**Task instructions**
Give the data below as a JSON list of strings with one string per line, covering every line and omitting blank ones.

○ ○ ○

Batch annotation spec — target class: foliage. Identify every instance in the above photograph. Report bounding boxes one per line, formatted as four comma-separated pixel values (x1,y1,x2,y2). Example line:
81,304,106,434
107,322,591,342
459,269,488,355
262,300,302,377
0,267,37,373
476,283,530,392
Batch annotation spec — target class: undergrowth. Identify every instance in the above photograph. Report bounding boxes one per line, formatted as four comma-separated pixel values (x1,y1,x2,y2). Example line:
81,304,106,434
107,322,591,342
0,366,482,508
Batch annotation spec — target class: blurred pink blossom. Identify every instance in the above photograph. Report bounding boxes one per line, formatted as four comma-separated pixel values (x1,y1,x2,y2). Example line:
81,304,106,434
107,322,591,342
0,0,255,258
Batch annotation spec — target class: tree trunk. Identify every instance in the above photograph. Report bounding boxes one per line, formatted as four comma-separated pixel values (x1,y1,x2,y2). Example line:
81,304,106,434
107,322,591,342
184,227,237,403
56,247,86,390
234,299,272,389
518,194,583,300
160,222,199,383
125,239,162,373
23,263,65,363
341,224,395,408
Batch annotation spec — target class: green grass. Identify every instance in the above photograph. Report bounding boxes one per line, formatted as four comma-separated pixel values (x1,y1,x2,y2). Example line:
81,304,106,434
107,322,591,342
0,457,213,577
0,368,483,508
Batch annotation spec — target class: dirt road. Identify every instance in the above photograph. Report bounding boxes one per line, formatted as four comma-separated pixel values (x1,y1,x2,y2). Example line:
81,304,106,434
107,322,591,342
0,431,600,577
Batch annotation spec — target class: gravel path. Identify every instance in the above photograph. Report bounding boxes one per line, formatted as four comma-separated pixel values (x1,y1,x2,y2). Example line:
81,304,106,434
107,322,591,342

○ ○ ○

**Result for this exercise**
[
  "Batch annotation spec — target class: foliage. Identify every instance in the above photograph. Report bounding boxes one per line, formatted as four comma-separated pixel values (x1,y1,x2,y2). Example line:",
  "81,304,106,434",
  "107,322,591,342",
  "459,269,488,355",
  "262,300,302,377",
  "0,267,37,373",
  "476,283,530,392",
  "Batch annotation spec — target class: undergrowth. Identify every instance in the above photograph. Report bounding boxes one per line, formatted as four comma-separated pixel values (x1,y1,x2,y2). Example line:",
  "81,304,106,434",
  "107,322,591,342",
  "0,366,482,508",
  "Batch annotation spec — target class: blurred pink blossom. Identify every instance in the above photograph. Report bounding boxes one per line, formatted as four comma-separated pixel values (x1,y1,x2,y2). Example line:",
  "81,304,106,434",
  "107,322,591,342",
  "0,0,255,258",
  "Batch annotation spec — target class: tree trunk. Identify every instance in the above photograph. Report bounding boxes one per line, formatted as four comma-separated pixel values (x1,y1,x2,y2). Example line:",
  "81,304,106,434",
  "107,322,591,342",
  "184,227,237,403",
  "56,247,86,390",
  "234,299,272,389",
  "518,194,583,300",
  "160,222,199,383",
  "125,239,162,373",
  "23,263,65,363",
  "341,224,395,408",
  "Batch annotation spec — target class: green grass. Identify every instance in the above photograph. Report bounding boxes one per line, formatted as four comma-separated pixel values (x1,y1,x2,y2). Example line:",
  "81,304,106,434",
  "107,322,591,342",
  "0,457,213,577",
  "0,368,483,508",
  "Batch annotation spec — target class: dirt road. Identify every instance in the above photograph. Report bounding boxes one per line, formatted as four comma-separated pixel values (x1,y1,x2,y2). Example line:",
  "81,304,106,434",
  "107,322,591,342",
  "0,431,600,577",
  "Batch annotation spec — target class: gravel path. Identify every instance in the above photograph. Report bounding boxes one per line, formatted as four comma-separated pixel values (x1,y1,x2,y2). Example line:",
  "81,304,106,434",
  "107,322,591,342"
]